Text:
--- Start ---

Believing in the biblical basis for the unity of the church, Yoder
actively participated in the World Council of Churches in various roles
for more than two decades. As William Klassen has stated, Yoder
"opened up the world of the Anabaptists, especially their
hermeneutics, to the ecumenical church." (6)
The Radical Reformation and Christian Mission
Yoder faithfully and untiringly developed his missiology from a
radical Anabaptist vision. He stressed the fact that, of all the
churches of the Reformation, the Anabaptists alone renewed and retained
the essential missional character of the church. He correlated the
absence of missionary thinking and practice in the magisterial Reformation with its bondage to the state and subsequent provincialism.
Trusting that resolute attention to the historic free-church
tradition would illuminate Christian missionary thought, Yoder
delineated some of its distinctive marks in relation to mission. First,
the Radical Reformation rejected the Constantinian ecclesiology that
identified baptized Christians with true believers, insisting instead
that the church must be distinguished from the world. It recovered the
crucial importance of voluntary personal decision in Christian faith;
when the element of voluntary commitment is lost, the church comes to
have no concerns beyond its own membership. (7)
Second, Radical Reformation churches recovered the place of the
peace message in the witness of the church. For Yoder a peace witness is
not a sectarian peculiarity but "something very central to [and]
always a part of the Gospel." (8) The credibility of mission and
evangelism is inseparably related with love of one's enemy as a
component of the gospel message. In particular, mass killing of
non-Christians in a war at the call of a government is "'a
disobedience in the field of missions." (9)
Third, the recovery of the peace message in mission would dictate a
missional posture and practices appropriate to the message. Centuries of
colonial domination by Christian nations had built walls that old ways
of mission could not surmount. Yoder believed that the only possible way
left was to "get under the wall. (10) The cross simply cannot be
proclaimed from a position of domination and violence, but from that of
service and humility, which is a distinctively free-church way of
carrying out mission.

--- End ---

Exercise task 1:
In the text on Yoder's missiology, for how long did Yoder take part in the World Council of Churches?
The text and the records have nothing to do with each other.

[Position identification records]
--- Start ---

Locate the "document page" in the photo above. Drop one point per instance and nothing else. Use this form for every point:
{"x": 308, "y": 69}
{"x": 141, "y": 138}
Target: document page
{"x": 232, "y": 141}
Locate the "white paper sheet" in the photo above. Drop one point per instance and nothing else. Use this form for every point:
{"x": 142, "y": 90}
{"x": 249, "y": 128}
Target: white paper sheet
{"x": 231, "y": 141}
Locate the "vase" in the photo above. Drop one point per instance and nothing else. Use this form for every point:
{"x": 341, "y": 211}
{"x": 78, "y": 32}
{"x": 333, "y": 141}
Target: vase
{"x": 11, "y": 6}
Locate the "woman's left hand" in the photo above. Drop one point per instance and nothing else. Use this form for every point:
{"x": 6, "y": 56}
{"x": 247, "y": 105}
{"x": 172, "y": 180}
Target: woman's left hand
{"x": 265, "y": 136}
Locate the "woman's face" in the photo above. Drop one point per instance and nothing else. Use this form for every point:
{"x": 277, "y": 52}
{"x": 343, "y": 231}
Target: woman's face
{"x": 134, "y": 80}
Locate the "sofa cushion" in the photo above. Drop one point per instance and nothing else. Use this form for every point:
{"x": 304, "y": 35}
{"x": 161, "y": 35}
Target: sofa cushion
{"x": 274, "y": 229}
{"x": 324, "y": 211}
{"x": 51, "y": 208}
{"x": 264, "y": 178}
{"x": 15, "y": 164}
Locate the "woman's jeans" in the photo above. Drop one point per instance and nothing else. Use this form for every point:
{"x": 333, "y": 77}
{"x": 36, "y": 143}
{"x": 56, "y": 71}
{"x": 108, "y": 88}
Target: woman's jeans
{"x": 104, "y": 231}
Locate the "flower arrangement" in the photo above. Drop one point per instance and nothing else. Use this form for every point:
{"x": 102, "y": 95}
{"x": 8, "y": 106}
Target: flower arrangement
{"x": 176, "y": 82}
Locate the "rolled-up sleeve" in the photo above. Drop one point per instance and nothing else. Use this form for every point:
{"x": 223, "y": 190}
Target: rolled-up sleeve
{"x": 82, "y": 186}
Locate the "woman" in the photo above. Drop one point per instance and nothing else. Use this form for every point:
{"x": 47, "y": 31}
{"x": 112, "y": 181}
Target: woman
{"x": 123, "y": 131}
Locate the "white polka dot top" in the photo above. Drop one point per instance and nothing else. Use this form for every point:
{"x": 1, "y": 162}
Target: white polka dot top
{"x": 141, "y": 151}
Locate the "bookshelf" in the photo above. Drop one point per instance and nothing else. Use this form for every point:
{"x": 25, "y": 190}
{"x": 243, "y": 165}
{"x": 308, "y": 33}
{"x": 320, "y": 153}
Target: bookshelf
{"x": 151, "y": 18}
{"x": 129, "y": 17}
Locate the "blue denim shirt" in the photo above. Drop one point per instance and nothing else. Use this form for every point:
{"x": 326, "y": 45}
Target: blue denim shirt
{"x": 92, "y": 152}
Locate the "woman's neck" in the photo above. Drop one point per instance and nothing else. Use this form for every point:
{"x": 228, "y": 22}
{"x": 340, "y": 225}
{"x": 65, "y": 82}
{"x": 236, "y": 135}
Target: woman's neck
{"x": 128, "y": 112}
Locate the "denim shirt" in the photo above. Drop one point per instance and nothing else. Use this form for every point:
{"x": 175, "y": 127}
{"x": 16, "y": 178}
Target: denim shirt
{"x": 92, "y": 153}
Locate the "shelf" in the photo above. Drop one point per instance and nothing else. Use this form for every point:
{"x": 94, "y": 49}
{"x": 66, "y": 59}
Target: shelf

--- End ---

Exercise task 2:
Filter the records down to the lines that contain the word "polka".

Result 1:
For more than two decades.

Result 2:
Locate the "white polka dot top" in the photo above. Drop one point per instance and nothing else. Use this form for every point:
Target: white polka dot top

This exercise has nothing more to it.